» TASK INSTRUCTIONS
- 1) In the article on Kobe Bryant's recovery, what ranking number was listed next to his name?
- 2) Copy out the article on Kobe Bryant's recovery word for word from "There's only two" to "might look like.".

There's only two ways this ends for Kobe Bryant

Kevin Lee

Kobe Bryant's recovery from a torn Achilles remains a mystery that could either end spectacularly or abysmally for the Lakers star. We imagine what both scenarios might look like.

Earlier in the week, the folks over at the Worldwide Leader dropped their latest installment of ranking the best players in the NBA. The Funkmaster Flex bombs dropped when "No. 25" was listed next to his name. Riots started in the streets, women and children cried in each other's arms and every pundit collectively lost their minds. It was terrifying and glorious to watch.

However, the ruffling of feathers that took place by ranking Kobe at No. 25 clearly speaks to the uncertainty of what the Lakers' star guard will be like after returning from tearing his Achilles just six months ago. Will Kobe be the same first-team All-NBA guard that we all saw do work at age 34? Or, will he be a compromised 35-year-old with his explosiveness and lateral quickness lacking?

If he's his old self, then the No. 25 ranking will immediately be laughed off. If he's not quite the same, what type of Kobe Bryant player do we really have? A stationary scorer who can possibly distribute the rock to his fledgling supporting cast? Yikes.

Alas, there are only two ways I can see this season ending for the Lakers.

» STORED DATA

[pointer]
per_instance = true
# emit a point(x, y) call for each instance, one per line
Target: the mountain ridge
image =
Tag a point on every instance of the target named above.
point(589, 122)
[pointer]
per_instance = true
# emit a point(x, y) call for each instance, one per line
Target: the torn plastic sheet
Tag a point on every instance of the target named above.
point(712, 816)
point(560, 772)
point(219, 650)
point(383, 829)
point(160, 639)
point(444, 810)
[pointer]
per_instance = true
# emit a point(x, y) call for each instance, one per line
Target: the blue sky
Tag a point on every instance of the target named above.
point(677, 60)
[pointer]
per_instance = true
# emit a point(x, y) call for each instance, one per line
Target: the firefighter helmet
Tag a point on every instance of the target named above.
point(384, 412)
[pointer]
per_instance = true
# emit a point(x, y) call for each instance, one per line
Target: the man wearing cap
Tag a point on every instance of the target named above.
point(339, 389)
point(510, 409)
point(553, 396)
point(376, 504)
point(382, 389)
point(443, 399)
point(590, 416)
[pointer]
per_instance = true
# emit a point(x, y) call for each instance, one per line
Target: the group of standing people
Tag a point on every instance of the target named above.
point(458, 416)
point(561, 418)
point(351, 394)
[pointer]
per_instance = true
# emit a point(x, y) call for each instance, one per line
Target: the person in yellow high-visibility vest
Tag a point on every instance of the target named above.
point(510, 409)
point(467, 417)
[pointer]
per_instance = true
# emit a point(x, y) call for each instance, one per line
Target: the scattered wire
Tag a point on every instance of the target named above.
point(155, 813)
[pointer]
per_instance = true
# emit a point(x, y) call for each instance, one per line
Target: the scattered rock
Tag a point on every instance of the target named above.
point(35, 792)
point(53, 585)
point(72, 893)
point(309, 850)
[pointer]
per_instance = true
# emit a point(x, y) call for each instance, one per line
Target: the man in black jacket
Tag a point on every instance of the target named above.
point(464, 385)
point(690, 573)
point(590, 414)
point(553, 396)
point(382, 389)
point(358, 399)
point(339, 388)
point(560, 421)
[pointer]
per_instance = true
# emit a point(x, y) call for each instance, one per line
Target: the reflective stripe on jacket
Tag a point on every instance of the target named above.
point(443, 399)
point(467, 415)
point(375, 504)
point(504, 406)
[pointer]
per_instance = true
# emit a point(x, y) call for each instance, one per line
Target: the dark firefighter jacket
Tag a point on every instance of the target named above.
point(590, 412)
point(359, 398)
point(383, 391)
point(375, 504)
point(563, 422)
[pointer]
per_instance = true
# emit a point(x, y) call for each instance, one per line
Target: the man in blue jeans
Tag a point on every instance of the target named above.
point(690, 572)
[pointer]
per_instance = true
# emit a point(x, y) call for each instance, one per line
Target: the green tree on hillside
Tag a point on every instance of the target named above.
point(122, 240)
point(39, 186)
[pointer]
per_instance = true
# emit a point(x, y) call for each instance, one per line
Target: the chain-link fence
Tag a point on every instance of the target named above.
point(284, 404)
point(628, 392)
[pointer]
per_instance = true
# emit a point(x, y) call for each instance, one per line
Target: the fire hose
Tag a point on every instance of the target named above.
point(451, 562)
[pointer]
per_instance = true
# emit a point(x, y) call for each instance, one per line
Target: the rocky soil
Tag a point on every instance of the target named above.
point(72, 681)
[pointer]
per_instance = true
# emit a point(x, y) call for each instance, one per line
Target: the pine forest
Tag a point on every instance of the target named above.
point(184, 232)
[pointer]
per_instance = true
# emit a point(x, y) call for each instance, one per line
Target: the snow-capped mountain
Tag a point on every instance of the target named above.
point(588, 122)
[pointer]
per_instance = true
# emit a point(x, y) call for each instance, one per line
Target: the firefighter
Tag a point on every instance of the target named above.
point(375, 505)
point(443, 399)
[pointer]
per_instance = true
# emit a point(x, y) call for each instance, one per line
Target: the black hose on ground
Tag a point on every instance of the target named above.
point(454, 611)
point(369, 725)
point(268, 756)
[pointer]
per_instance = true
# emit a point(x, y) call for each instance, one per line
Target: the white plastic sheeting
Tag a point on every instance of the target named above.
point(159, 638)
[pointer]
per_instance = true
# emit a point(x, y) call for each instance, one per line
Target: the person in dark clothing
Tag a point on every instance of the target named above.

» ANSWERS BELOW
- 1) No. 25

- 2)
There's only two ways this ends for Kobe Bryant

Kevin Lee

Kobe Bryant's recovery from a torn Achilles remains a mystery that could either end spectacularly or abysmally for the Lakers star. We imagine what both scenarios might look like.